### Aim of the task
Write out each entry below exactly; the images do not belong in your copy.

### Source data
────────────────────────────────────────

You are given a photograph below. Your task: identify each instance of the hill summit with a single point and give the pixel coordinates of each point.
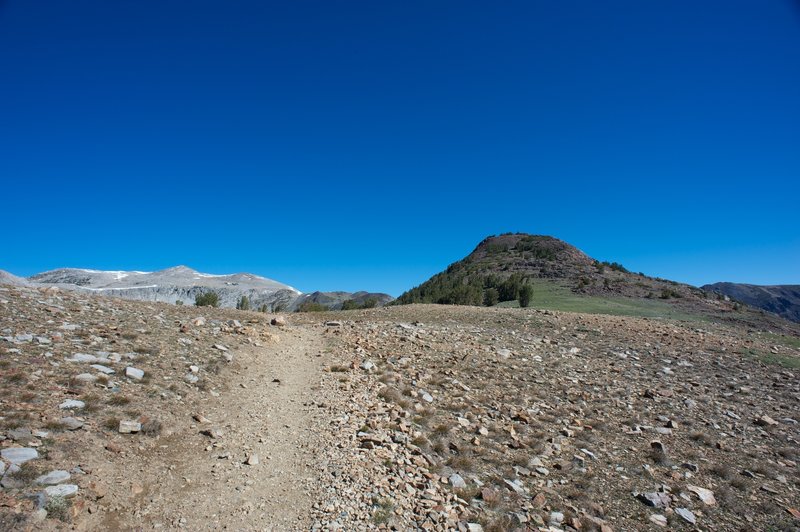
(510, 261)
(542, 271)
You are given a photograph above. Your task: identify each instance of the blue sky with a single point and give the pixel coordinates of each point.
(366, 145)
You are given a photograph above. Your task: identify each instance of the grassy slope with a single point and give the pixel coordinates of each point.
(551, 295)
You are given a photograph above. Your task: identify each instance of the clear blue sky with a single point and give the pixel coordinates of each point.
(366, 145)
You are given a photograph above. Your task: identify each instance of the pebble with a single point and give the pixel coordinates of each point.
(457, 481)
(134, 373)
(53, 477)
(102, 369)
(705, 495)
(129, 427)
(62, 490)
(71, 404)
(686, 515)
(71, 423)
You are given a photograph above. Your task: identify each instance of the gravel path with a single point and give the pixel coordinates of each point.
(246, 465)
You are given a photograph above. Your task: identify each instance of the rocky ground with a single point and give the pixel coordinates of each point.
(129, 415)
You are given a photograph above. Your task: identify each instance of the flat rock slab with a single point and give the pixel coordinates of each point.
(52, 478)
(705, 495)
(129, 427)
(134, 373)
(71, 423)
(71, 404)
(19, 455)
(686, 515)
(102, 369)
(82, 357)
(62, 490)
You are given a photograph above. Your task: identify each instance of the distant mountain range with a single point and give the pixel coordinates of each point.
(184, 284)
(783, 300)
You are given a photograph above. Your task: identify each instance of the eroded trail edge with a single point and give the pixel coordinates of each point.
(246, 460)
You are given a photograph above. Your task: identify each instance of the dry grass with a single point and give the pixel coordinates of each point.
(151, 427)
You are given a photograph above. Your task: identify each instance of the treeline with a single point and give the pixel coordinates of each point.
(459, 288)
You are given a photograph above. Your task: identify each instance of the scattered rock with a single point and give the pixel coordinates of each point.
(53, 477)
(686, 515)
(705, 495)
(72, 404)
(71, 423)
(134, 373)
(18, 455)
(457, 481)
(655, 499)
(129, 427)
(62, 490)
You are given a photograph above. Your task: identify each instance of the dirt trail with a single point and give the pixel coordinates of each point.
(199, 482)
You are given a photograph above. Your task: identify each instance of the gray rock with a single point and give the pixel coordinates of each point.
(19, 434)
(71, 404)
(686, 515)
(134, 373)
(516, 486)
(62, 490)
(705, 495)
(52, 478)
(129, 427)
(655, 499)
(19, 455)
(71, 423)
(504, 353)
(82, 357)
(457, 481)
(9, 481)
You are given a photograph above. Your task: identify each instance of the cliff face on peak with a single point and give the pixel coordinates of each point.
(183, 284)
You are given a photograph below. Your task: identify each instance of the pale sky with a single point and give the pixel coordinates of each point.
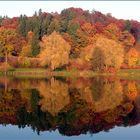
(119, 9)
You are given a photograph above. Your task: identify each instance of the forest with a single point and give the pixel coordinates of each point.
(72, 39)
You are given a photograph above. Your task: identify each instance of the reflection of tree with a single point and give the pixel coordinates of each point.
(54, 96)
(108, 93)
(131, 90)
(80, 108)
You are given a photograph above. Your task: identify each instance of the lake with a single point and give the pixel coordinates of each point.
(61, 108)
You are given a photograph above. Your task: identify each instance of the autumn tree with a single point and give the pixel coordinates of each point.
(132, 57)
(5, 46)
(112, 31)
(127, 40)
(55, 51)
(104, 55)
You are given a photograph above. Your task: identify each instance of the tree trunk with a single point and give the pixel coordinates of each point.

────────────────────────────────────────

### Response to this task
You are given a photograph below. Your task: identify each instance of the hill summit with a single point and give the pixel coordinates of each point.
(510, 261)
(542, 271)
You are given a photograph above. Your task: identify each instance of the blue sky with a single point and give the pixel coordinates of each point.
(366, 145)
You are given a photograph above. Your task: identify each instance of the grassy slope with a single point and give the pixel coordinates of each point.
(551, 295)
You are given a photograph above. Your task: identify each instance of the clear blue sky with a single point and give the pixel coordinates of each point.
(366, 145)
You are given a photograph above. Your task: identify each instance of the pebble with a single point and give the pixel coordinates of each point.
(457, 481)
(134, 373)
(53, 477)
(102, 369)
(705, 495)
(129, 427)
(62, 490)
(71, 404)
(686, 515)
(71, 423)
You are given a photograph above. Your task: identify each instance of the gravel path with a single point and give the pixel coordinates of each point.
(246, 465)
You are given a photograph above. Your task: identify each instance of the rocky ground with a single point and give the pixel coordinates of each point.
(129, 415)
You are given a photograph above. Your task: identify each instance of the flat rock slab with a single point and give the pixel coordinates of each point.
(52, 478)
(705, 495)
(129, 427)
(134, 373)
(71, 423)
(71, 404)
(19, 455)
(686, 515)
(102, 369)
(82, 357)
(62, 490)
You are given a photograph above. Your task: identify each instance of the distant mountain range with a single point and give the pixel coordinates of each point.
(184, 284)
(783, 300)
You are given a photograph above. Your task: identify each instance of the eroded trail edge with a single point and give the pixel coordinates of each point.
(246, 460)
You are given a photograph above. Your task: identify each instance of the dry grass with a single point and give the pixel coordinates of each point.
(151, 427)
You are given a photograph above. Your task: identify each instance of the treeline with a single point and give the pixel coordinates of each point.
(459, 288)
You are given a photograph above. Your task: identify each instance of the scattered rock with a single point and give the pixel coordinates of each point.
(53, 477)
(686, 515)
(705, 495)
(72, 404)
(71, 423)
(134, 373)
(18, 455)
(457, 481)
(655, 499)
(129, 427)
(62, 490)
You are given a photograph above. Your task: identify each instance of the dirt trail with a single point and give the pixel coordinates of each point.
(199, 482)
You are given a photograph above. Your task: identify each instance of the gray rock with a single point and give the pixel coordinates of each point.
(19, 434)
(71, 404)
(686, 515)
(134, 373)
(516, 486)
(62, 490)
(705, 495)
(52, 478)
(129, 427)
(655, 499)
(19, 455)
(71, 423)
(504, 353)
(82, 357)
(457, 481)
(9, 481)
You are given a photograph above. Your task: identify each instance of the cliff face on peak with a single point and give the pixel coordinates of each point.
(183, 284)
You are given a photograph below. Your task: identify each instance of the pale sky with a single point and give the pixel coordinates of each point.
(119, 9)
You are given a photograph above. Your task: identify each instance of the forest with a single point and give the pixel coordinates of each point.
(72, 39)
You are given a photograph above. Your task: identify each instance of the reflection of tree with a single point and give the pixel coordinates of each point.
(54, 96)
(108, 93)
(131, 90)
(80, 108)
You are given a photograph above. Your task: identify each instance of the lake with a single point and give the pixel coordinates of each point.
(61, 108)
You are given a photograph above. Your task: identify each instance of the autumn tree with a single point and give the pixel coordinates of each point.
(132, 57)
(5, 46)
(112, 31)
(127, 40)
(55, 51)
(104, 55)
You are given a photograph above. Your task: identify each instance of the tree trunk with a single point and give the pixel coordinates of each point.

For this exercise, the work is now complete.